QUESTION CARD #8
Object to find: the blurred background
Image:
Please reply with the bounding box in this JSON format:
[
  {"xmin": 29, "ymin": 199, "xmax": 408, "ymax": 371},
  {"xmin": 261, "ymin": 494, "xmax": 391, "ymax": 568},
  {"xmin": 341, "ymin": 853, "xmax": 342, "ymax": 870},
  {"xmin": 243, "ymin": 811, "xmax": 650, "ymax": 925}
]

----

* [Written problem]:
Rewrite the lines above with "out-of-focus" in place of "blurred", leaving everything else unchanged.

* [Worked answer]:
QUESTION CARD #8
Object to find: the out-of-focus background
Image:
Please reply with the bounding box in this JSON format:
[
  {"xmin": 29, "ymin": 199, "xmax": 408, "ymax": 371},
  {"xmin": 261, "ymin": 494, "xmax": 391, "ymax": 568},
  {"xmin": 341, "ymin": 853, "xmax": 342, "ymax": 870},
  {"xmin": 243, "ymin": 811, "xmax": 650, "ymax": 925}
]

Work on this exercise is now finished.